(Tasks to perform):
• a. Reproduce the stretch of the career-change essay from "That’s why I’d" through "and better opportunities.".
• b. Answer these questions from the career-change essay:
(i) What bachelor's degree did the writer graduate with?
(ii) In what fields did the writer earn a master's degree?
(iii) What role did the writer eventually move into after starting in sales?

(Source document):
Changing careers is a decision I’ve had to make twice now, both times for different reasons. The first change was entirely by my own choice, and the second change was because of the circumstances I found myself in. I had fully intended on having a linear career path when I entered college. I was passionate about art, and I wanted to build my career around it. I graduated with a bachelor’s degree in fine arts, but after a few years out in the workforce, I learned there weren’t many jobs that paid well in my field of study. I decided that I needed to pivot and chose to pursue a career in education instead.
I went back to school and earned my master’s degree in elementary and special education and then found a job in my new field. My excitement about this new career was short lived, however, as my life changed drastically overnight. Not too long after I was hired to teach in elementary school, a regretful decision landed me in prison. I had no idea what my future would look like anymore. I had hoped that switching tracks would empower me to improve my life, but everything went off the rails entirely.
After I entered prison, I felt lost and broken. I didn’t know how I could put myself back together again, right my wrongs, and rebuild my future. One day, I learned about a call center job opportunity that seemed different from the others inside the prison. And if I could get hired by this company, I would learn marketable business and technology skills that would help me forge a new career path. I was sold!
I applied immediately and was hired in a position where I began to learn about the art of sales and marketing. I started doing sales prospecting and qualifying and nurturing leads for huge technology companies. And I’m good at it! I was growing in leaps and bounds and eventually decided to transition to a project coordinator role where I’m defining project goals, communicating with stakeholders, and seeing projects through to closure. The learning is continuous and I’m staying current on tech advances while building a professional network that will stay with me when I complete my sentence. What’s more, I can see a future again, which means everything. While I never imagined myself in this kind of role, I’m incredibly grateful to be doing the work that I’m doing.
Every change along the way to where I am today was scary in its own way. And throughout this journey, I’ve learned many valuable things, both about myself and what a career can look like. Despite such a significant setback in my life and career, I see now that I still have many opportunities out in front of me.
That’s why I’d like to share the three most important lessons I’ve learned along the way, which I think will be useful to anyone worried about switching career paths or trying something new.
You don’t always need a degree to start a new career.
More companies have started hiring based on candidates’ skills, rather than their degrees or years of experience. In some cases, companies are eliminating degree requirements altogether for certain roles. These organizations are seeing that skills-based hiring opens them up to a wider talent pool and expands workplace diversity, equity, and inclusion. As a result, non-traditional candidates and those who are self-taught have access to more and better opportunities.
When I started in the call center, I didn’t know the first thing about sales, marketing, or any of the clients whose accounts I would be working on. And while I had two degrees, neither were relevant to this kind of work. It was intimidating to step into a new role without prior experience. However, through rigorous training and a lot of encouragement from my colleagues and managers, I was able to learn everything I needed to do the job and do it well. And as I gained more skills, experience, and confidence in my abilities, I was able to move up in the company and take on more responsibility.

(Supplied records):
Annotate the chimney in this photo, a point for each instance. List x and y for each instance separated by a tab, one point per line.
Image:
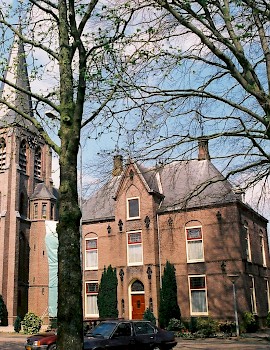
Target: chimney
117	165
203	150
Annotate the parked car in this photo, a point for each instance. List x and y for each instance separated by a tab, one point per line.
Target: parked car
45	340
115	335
==
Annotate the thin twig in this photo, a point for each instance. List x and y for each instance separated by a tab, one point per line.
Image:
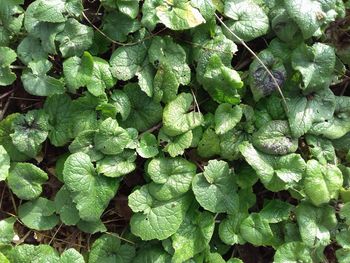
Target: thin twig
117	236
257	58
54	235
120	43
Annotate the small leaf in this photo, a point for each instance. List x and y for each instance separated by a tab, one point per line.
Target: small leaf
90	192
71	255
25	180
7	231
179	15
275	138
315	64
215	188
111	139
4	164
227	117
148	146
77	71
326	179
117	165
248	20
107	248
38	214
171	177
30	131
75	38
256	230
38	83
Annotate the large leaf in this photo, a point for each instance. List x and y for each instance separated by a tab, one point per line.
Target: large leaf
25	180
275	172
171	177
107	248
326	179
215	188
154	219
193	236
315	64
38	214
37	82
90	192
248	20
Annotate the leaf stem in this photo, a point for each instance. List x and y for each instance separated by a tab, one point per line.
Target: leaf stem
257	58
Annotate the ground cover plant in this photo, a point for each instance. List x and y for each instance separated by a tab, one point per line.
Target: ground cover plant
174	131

(Task answers):
• a.
That’s why I’d like to share the three most important lessons I’ve learned along the way, which I think will be useful to anyone worried about switching career paths or trying something new.
You don’t always need a degree to start a new career.
More companies have started hiring based on candidates’ skills, rather than their degrees or years of experience. In some cases, companies are eliminating degree requirements altogether for certain roles. These organizations are seeing that skills-based hiring opens them up to a wider talent pool and expands workplace diversity, equity, and inclusion. As a result, non-traditional candidates and those who are self-taught have access to more and better opportunities.

• b.
(i) A bachelor's degree in fine arts.
(ii) Elementary and special education.
(iii) A project coordinator role.